--- Given passage Enclosed Below ---

AI Engineering

DSPy: Prompts as Code - Compile, Don't Handcraft

Цели урока

Understand why manual prompt engineering doesn't scale and is brittle
Master the three DSPy abstractions: Signature, Module, Program
See how BootstrapFewShot and MIPROv2 optimizers work
Build an optimized RAG pipeline and measure quality before and after

ChatGPT launched in 2022. LinkedIn saw 10,000 'Prompt Engineer' listings within a year. By 2025 most of that work was automated. Stanford DSPy showed: given a metric and training data, a compiler finds a better prompt than any human. Phi-3 mini with DSPy-optimized prompts outperformed GPT-4 on several NLP benchmarks - despite being 50x smaller.

JetBlue uses DSPy for request routing - accuracy improved from 71% to 89% without changing the model
Weaviate integrated DSPy as the standard optimization layer for production RAG pipelines
Phi-3 mini (3.8B params) with DSPy optimization beat GPT-4 on the HotpotQA benchmark
DSPy appears in 50+ academic papers from 2024-2025 as a prompt optimization baseline

From Handcrafted Prompts to Compilers

**2022 - Chain-of-Thought (Wei et al.)**: 'think step by step' as a magic phrase engineers inserted manually. **2023 - Automatic Prompt Engineer (Zhou et al.)**: first attempt at generating prompts automatically via LLM. **October 2023 - DSPy (Khattab et al., Stanford)**: prompt as a compiler abstraction, not a manual artifact. **2024 - TextGrad**: text 'gradients' from LLMs as a backpropagation mechanism. **2024 - MIPROv2**: Bayesian optimization of Signature + few-shot examples simultaneously, currently DSPy's best optimizer. The shift from prompts-as-text to prompts-as-programs took exactly two years.

Предварительные знания

The Problem With Manual Prompt Engineering

ChatGPT launched in 2022. Within a year, LinkedIn saw 10,000 'Prompt Engineer' job listings. By 2025, most of that work had been taken over by code. Not because prompts stopped mattering - because handcrafting them doesn't scale.

Manual prompts are code without a compiler. An engineer spends hours tuning phrasing, tests on 20 examples, deploys. A month later OpenAI updates the model. The prompt that delivered 87% accuracy now delivers 71%. The cycle starts over.

--- End of Enclosed Given passage ---
--- Records shown Enclosed Below ---

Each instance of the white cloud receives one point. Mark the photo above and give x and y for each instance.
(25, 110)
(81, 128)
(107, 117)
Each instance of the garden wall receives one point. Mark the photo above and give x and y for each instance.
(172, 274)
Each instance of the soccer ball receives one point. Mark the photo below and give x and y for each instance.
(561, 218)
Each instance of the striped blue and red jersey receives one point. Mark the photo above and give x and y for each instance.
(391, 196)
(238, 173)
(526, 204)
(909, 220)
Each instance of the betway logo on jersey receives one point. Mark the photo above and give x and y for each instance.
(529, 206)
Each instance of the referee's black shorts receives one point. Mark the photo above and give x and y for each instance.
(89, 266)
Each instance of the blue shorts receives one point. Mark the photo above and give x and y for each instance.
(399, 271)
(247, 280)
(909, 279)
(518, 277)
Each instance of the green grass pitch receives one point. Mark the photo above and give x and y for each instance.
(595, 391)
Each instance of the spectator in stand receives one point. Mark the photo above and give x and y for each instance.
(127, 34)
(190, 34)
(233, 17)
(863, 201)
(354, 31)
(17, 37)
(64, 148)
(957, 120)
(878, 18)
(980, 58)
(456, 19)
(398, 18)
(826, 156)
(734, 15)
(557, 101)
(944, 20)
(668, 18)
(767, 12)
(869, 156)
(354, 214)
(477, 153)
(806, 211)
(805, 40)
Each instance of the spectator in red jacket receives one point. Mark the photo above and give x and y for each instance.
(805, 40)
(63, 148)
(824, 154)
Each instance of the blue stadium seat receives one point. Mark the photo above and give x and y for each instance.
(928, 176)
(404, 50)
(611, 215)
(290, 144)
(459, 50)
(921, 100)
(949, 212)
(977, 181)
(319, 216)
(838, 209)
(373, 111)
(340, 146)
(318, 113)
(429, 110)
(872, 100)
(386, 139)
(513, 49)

--- End of Enclosed Records shown ---

> _Set of tasks_:
[a] From the timeline paragraph of the DSPy lesson above, list each development it names, together with the date given for it.
[b] Decide whether each statement agrees with the DSPy lesson above. Answer yes or no for each and quote the words of the lesson that settle it.
(i) JetBlue raised its routing accuracy by switching to a different model.
(ii) Phi-3 mini has 3.8 billion parameters.
(iii) MIPROv2 is described as DSPy's best optimizer at present.
[c] Resume the DSPy lesson above, picking up immediately after its final sentence.

> _Replies_:
[a]
- 2022: Chain-of-Thought (Wei et al.)
- 2023: Automatic Prompt Engineer (Zhou et al.)
- October 2023: DSPy (Khattab et al., Stanford)
- 2024: TextGrad
- 2024: MIPROv2

[b]
(i) No: "accuracy improved from 71% to 89% without changing the model"
(ii) Yes: "Phi-3 mini (3.8B params)"
(iii) Yes: "currently DSPy's best optimizer"

[c]
Problem	Symptom	Scale
Brittleness	Prompt 'breaks' after model update	GPT-3.5 -> GPT-4 -> GPT-4o - redo each time
Subjectivity	Two engineers write different prompts for the same task	No objective metric for choosing
Non-portability	GPT-4o prompt doesn't work on Claude	Vendor lock-in at the text level
Scale	100 tasks = 100 handcrafted prompts	O(N) effort for O(N) tasks

The root issue is conflating **the task** with **the instruction**. The task is stable: 'classify sentiment'. The instruction is unstable: it depends on the model, the examples, the output format. DSPy separates them.

Sclar et al. (2023) showed that changing a prompt by a single token can shift accuracy by 10-15%. This means a handcrafted prompt is a random point in a vast instruction space - not an optimum.

Why doesn't manual prompt engineering scale?

DSPy: Declare the Task, Don't Write the Prompt

Stanford DSPy (Khattab et al., 2023) is a framework where prompts are never written by hand. Instead, a **Signature** (input/output contract), a **Module** (processing strategy), and a **Program** (pipeline of modules) are declared. The compiler finds optimal prompts automatically.

The compiler analogy is precise. Writing C without a compiler means manually assigning processor registers - the compiler does it better. In DSPy, writing 'Think step by step' manually is unnecessary - the optimizer finds better instructions by maximizing a metric through backward passes over the instruction space.

**Built-in DSPy Modules** - ready-made processing strategies:

Module	What It Does	When to Use
Predict	Direct LLM call per Signature	Simple classification, extraction
ChainOfThought	Adds reasoning before the answer	Complex tasks, math, multi-step
ReAct	Reasoning + Action - calls tools	Agents with external tools
Retrieve	Searches a vector store	RAG components
ProgramOfThought	Generates and executes code	Computation, structured processing

DSPy Signature supports Python type annotations - this enables automatic validation of LLM output. If the model returns an invalid type or malformed JSON, DSPy retries automatically (up to 3 times).

In DSPy, a Signature describes...

DSPy Optimizers: BootstrapFewShot, MIPROv2, BayesianSignatureOptimizer

The heart of DSPy is its optimizers (formerly called teleprompters). The quality metric acts as a loss function: the optimizer searches for the prompt that maximizes the metric on training examples. The backward pass is not through model weights - it traverses the space of possible instructions.

Optimizer	How It Works	When to Use
BootstrapFewShot	Generates few-shot examples automatically from training set	Few examples (10-50), quick start
MIPROv2	Bayesian optimization: searches instructions + examples simultaneously	50-500 examples, balanced quality/speed
BayesianSignatureOptimizer	Optimizes the Signature phrasing itself (not just examples)	When the task is poorly defined initially
BootstrapFewShotWithRandomSearch	Random search over prompt space	Baseline when other optimizers are unstable

What happens inside MIPROv2: candidate instructions are generated (10 to 50), each is evaluated on a training subset, Bayesian optimization selects the next candidate instruction. The result is a prompt that the specific model understands best for the specific task.

Optimization requires LLM calls. MIPROv2 with auto='medium' and 100 training examples makes roughly 5,000 calls. On gpt-4o-mini that costs approximately USD 0.5-2. Run once, save the result - do not re-run on every deploy.

What plays the role of the 'loss function' in DSPy optimization?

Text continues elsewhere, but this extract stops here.